The data:
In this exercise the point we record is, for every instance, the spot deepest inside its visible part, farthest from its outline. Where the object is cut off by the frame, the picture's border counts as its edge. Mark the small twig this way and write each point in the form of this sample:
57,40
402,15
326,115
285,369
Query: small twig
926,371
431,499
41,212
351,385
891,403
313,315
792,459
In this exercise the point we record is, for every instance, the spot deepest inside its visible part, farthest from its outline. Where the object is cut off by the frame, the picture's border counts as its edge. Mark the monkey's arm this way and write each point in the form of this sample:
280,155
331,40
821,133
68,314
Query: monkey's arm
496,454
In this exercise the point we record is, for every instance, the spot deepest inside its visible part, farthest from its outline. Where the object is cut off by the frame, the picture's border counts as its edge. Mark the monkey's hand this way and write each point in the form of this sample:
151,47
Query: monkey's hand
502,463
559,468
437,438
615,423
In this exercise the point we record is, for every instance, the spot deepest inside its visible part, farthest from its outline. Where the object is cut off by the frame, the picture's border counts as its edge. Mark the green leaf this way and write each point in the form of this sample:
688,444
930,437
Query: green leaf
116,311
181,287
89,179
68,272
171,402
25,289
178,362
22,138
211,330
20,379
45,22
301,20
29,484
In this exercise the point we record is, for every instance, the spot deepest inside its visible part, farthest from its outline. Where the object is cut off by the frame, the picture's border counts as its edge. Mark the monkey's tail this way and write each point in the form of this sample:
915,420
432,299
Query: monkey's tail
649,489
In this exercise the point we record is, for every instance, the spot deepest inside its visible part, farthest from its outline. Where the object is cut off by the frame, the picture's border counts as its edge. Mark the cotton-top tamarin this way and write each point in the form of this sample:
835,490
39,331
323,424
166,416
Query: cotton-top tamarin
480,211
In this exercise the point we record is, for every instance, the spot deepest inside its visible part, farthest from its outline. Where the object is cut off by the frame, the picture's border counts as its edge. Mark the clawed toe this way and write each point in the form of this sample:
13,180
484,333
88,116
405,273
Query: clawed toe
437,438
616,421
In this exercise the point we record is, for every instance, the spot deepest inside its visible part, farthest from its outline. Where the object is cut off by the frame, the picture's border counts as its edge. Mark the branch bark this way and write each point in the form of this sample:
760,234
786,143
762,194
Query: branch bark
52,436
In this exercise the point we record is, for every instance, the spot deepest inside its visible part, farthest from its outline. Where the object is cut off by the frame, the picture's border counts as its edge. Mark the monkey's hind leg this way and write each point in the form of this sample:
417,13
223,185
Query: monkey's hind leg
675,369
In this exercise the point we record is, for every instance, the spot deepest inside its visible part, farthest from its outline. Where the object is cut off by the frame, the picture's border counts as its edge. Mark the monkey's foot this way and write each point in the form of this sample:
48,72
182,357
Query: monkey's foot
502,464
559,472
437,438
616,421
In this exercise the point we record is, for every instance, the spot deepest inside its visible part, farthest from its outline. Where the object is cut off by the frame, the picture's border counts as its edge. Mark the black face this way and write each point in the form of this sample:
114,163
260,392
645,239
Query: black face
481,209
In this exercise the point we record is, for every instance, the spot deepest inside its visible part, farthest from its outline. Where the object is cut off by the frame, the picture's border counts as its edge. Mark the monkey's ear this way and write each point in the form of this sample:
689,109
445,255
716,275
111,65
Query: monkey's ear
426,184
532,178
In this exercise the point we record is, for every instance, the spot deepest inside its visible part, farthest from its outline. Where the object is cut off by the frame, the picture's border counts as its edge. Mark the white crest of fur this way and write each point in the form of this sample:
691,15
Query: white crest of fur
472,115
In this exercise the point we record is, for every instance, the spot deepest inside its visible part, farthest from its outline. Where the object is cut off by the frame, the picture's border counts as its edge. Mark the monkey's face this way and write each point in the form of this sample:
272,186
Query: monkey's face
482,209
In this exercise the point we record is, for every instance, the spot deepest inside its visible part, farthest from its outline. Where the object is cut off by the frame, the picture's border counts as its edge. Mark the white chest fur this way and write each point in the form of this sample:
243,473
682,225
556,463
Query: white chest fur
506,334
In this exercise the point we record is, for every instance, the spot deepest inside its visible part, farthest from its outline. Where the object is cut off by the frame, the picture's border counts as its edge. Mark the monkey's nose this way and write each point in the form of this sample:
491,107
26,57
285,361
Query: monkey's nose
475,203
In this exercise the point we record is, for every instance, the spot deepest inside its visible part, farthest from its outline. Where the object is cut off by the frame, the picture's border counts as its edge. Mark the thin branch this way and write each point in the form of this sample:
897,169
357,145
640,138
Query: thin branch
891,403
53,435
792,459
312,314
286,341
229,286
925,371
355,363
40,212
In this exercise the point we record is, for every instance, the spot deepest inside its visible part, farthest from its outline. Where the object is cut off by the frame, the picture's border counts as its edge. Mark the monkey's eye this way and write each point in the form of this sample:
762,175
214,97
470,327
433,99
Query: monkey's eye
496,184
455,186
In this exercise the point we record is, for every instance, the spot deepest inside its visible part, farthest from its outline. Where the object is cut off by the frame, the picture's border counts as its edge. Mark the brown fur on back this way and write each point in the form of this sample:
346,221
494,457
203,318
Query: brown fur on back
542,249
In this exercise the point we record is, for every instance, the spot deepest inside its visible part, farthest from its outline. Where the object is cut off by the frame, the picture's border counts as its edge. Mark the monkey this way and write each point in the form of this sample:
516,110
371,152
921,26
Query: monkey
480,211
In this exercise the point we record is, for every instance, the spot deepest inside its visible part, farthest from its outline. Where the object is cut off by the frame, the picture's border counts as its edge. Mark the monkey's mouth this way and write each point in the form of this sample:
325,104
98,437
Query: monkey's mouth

Directions for this task:
Please return all of the records exactly as they appear.

Task solution:
In this exercise the point we record is, for every instance, the spot deepest inside its visible part, farthest from its outline. Where the object is cut off by the frame, the picture's border counts as its edge. Mark the small twig this way and write each point in the form of this sample:
57,40
402,15
326,115
285,369
Query: small twig
926,371
431,499
41,212
351,385
891,403
313,315
792,459
In this exercise the point we record is, for every instance, the spot deepest inside its visible part, farthest from its outline. Where the object is cut off by the frame, the picture's border counts as its edge. Mark the monkey's arm this way and write each point in the form of this sample:
280,155
331,40
821,133
68,314
Query: monkey's arm
496,454
In this exercise the point we record is, for every instance, the spot deepest inside its visible part, farthest from its outline. Where the object is cut off by the frame, the picture's border counts as its edge. Mark the monkey's hand this way and write each point in the form of this sample:
151,47
Query: monkey's hand
502,463
559,468
437,438
615,423
In this exercise the point we record is, for every instance, the spot deepest inside its visible part, farthest from its outline. Where the object is cut off by the frame, the picture's border counts as its edge. Mark the green leaf this way and write each point in the form of this sample:
688,444
930,437
Query: green leaf
116,311
181,287
89,179
68,272
171,402
25,289
178,362
22,138
211,330
20,379
45,22
301,20
29,484
In this exercise the point we record is, for every instance, the spot deepest inside its visible part, farthest from its outline. Where the object is cut off by the frame, the picture's border counts as its edge. Mark the monkey's tail this way and write each point in the form of this sample:
915,420
432,299
Query: monkey's tail
649,489
In this exercise the point we record is, for every instance, the spot deepest inside its visible part, farthest from its outline. Where the object is cut off by the frame, the picture's border counts as its edge. Mark the cotton-top tamarin this way and write each point in the form of this sample:
835,490
39,331
323,424
166,416
Query: cotton-top tamarin
480,211
In this exercise the point we record is, for every instance, the spot deepest inside its visible part, farthest from its outline. Where the object is cut off by the frame, the picture's border counts as its edge. Mark the clawed toe this way and write each point in the form of this sample:
13,180
484,333
88,116
405,273
Query: clawed toe
437,438
616,421
In this exercise the point we record is, for every instance, the spot deepest inside its visible part, farthest from its outline. Where the object is cut off by the frame, the picture's border counts as its edge. Mark the branch bark this way and write each point in the form of this sample:
760,234
786,143
762,194
Query: branch bark
52,436
In this exercise the point we record is, for every instance, the spot deepest inside its visible part, farthest from its outline. Where the object is cut off by the frame, the picture's border counts as its edge. Mark the monkey's hind leg this way and write each point in the form of this sample:
417,13
223,185
Query: monkey's hind leg
675,369
In this exercise the point we record is, for every instance, the spot deepest inside its visible part, farthest from its outline. Where the object is cut off by the frame, the picture's border counts as its edge. Mark the monkey's foot this way and write each point in the form of this sample:
48,72
182,357
Query: monkey's foot
502,464
559,472
437,438
616,421
In this exercise the point we record is, for every instance, the spot deepest inside its visible part, farthest from its outline. Where the object is cut off by the frame, the picture's border counts as its edge. Mark the black face this way and write each point in the form of this sample:
114,163
260,392
645,239
Query: black face
481,209
In this exercise the point we record is, for every instance, the spot deepest inside its visible part, farthest from its outline. Where the object is cut off by the frame, the picture's border counts as its edge. Mark the monkey's ear this way and write each point in the form of this sample:
689,109
445,255
716,275
111,65
Query: monkey's ear
426,184
532,178
In this exercise the point we record is, for every instance, the spot deepest inside its visible part, farthest from its outline. Where the object is cut off by the frame, the picture's border counts as its edge. Mark the white crest of fur this way and write each point in the form of this sample:
691,15
Query: white crest of fur
472,115
In this exercise the point we record is, for every instance, the spot deepest inside its visible part, farthest from its outline. Where the object is cut off by the frame, the picture's border counts as its edge. Mark the monkey's face this way and write each point in the form of this sample:
272,186
Query: monkey's face
482,209
In this exercise the point we record is, for every instance, the spot deepest inside its visible part, farthest from its outline. Where the object is cut off by the frame, the picture's border counts as its edge. Mark the white chest fur this way and write each point in the form of this sample:
243,473
682,225
556,463
Query: white chest fur
506,334
In this exercise the point we record is, for every instance, the spot deepest inside its visible part, farthest from its outline. Where the object is cut off by the frame, the picture's border counts as its edge. Mark the monkey's nose this way and write each point in the form of this sample:
491,107
26,57
285,361
Query: monkey's nose
475,203
In this exercise the point we record is, for every instance, the spot deepest inside its visible part, farthest from its outline. Where the object is cut off by the frame, the picture's border counts as its edge. Mark the thin branch this way and write each point in the form of this sample:
897,169
357,145
640,138
Query: thin branch
891,403
53,435
792,459
312,314
286,341
229,286
925,371
355,363
40,212
In this exercise the point we record is, for every instance, the spot deepest inside its visible part, farthest from its outline. Where the object is cut off by the frame, the picture's border counts as its edge. Mark the monkey's eye this way and write each point in the form of this sample:
762,175
214,97
470,327
433,99
Query: monkey's eye
496,184
455,186
In this exercise the point we record is, for every instance, the spot deepest inside its visible part, farthest from its outline. Where the object is cut off by the frame, the picture's border counts as its edge. Mark the brown fur on back this way and write each point in the form of this sample:
346,221
494,457
203,318
Query: brown fur on back
542,249
In this exercise the point we record is, for every instance, the spot deepest inside its visible part, farthest from its outline. Where the object is cut off by the frame, the picture's border counts as its edge. Mark the monkey this way and write each point in the form of this sample:
516,110
371,152
921,26
Query: monkey
480,211
In this exercise the point we record is, for every instance, the spot deepest inside its visible part, farthest from its outline. Where the object is cut off by the frame, the picture's border counts as its edge. Mark the monkey's mouth this way and write each point in the form of this sample:
325,104
98,437
Query: monkey's mouth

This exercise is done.